__Exercises to complete__
1. Using the commentary on the seven bowls, explain in one to three sentences why the loud voice from the temple is likely the voice of God.
2. From the commentary on the seven bowls, reproduce the stretch from "The loud voice" through "and the altar." word for word.

__Given text__
....................
The Seven Bowls of God’s Wrath
16 Then I heard a loud voice from the temple saying to the seven angels, “Go, pour out the seven bowls of God’s wrath on the earth.” 2 The first angel went and poured out his bowl on the land, and ugly, festering sores broke out on the people who had the mark of the beast and worshiped its image. 3 The second angel poured out his bowl on the sea, and it turned into blood like that of a dead person, and every living thing in the sea died. 4 The third angel poured out his bowl on the rivers and springs of water, and they became blood. 5 Then I heard the angel in charge of the waters say:“You are just in these judgments, O Holy One, you who are and who were; 6 for they have shed the blood of your holy people and your prophets, and you have given them blood to drink as they deserve.” 7 And I heard the altar respond: “Yes, Lord God Almighty, true and just are your judgments.”
The loud voice from the temple is likely the voice of God as no other being could enter the temple until after the seven plagues of the seven angels were completed as instructed in the previous chapter (15:8).
In the trumpet series there was a break between the first four trumpets (8:7-12) and the last three; signaled by a flying eagle announcing three more “woes,” (8:13). In the bowl series, as in the seven judgments of chapter 14, the break is between the first three and the last four, signaled by a solemn exchange between the angel of the waters and the altar.
The first three bowls parallel the first three trumpets (8:7-12) in that they affect, in sequence, the earth, the sea and the fresh waters. Yet the bowls do not merely repeat the earlier series. First, the intensity is greater and has global implications. The trumpet series affected one-third of the earth, sea and fresh water respectively; as well as a third of the sun, moon and stars, while the judgments introduced by the bowls have no limitations.
Second, in contrast to the earlier series, humans are affected from the start.
The humans who suffer from these plagues are specifically those who had the mark of the beast and worshiped his image. Still another difference, reflected perhaps in the fact that all seven judgments are repeatedly called “plagues” (15:1, 8; 16:9), is that they correspond more closely to the Exodus plagues than do the judgments introduced in the trumpet series.
The first bowl brings ugly and painful sores on those who bear the beast’s mark (see Ex 9:8-12); the second turns the sea into blood like that of a dead man, and every living thing in the sea dies, while the third turns the fresh waters to blood (see Ex 7:14-25). In the trumpet series there were no sores or boils; only a third of the sea was turned to blood, but as only one detail among several (8:8-9); and fresh waters were poisoned but not turned to blood (8:10-11).
Here, the angel in charge of the waters comments on the judgment of the fresh waters introduced by the third bowl, and with a response from the [another out of the,KJV] altar provides a momentary pause in the action. The pattern of a pronouncement followed by a response introduced by yes recalls the earlier exchange between a “voice from heaven” and “the Spirit” about “the dead who die in the Lord” (14:13), also following a series of three angels and preceding the appearance of four more.
....................
__Supplied information__
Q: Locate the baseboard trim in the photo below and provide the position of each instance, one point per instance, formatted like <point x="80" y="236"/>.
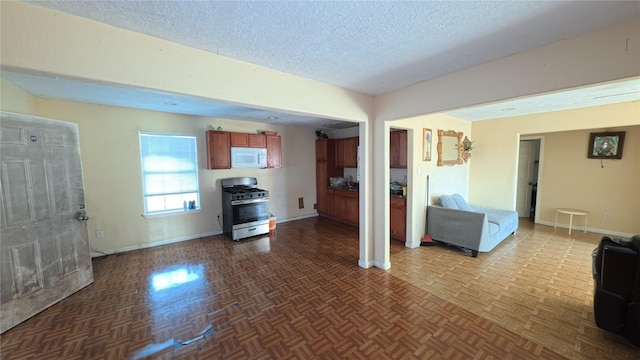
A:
<point x="98" y="253"/>
<point x="589" y="229"/>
....................
__Solved problems__
1. The loud voice is likely God's because no other being could enter the temple until the seven plagues of the seven angels were completed, as the previous chapter instructs (15:8).

2.
The loud voice from the temple is likely the voice of God as no other being could enter the temple until after the seven plagues of the seven angels were completed as instructed in the previous chapter (15:8).
In the trumpet series there was a break between the first four trumpets (8:7-12) and the last three; signaled by a flying eagle announcing three more “woes,” (8:13). In the bowl series, as in the seven judgments of chapter 14, the break is between the first three and the last four, signaled by a solemn exchange between the angel of the waters and the altar.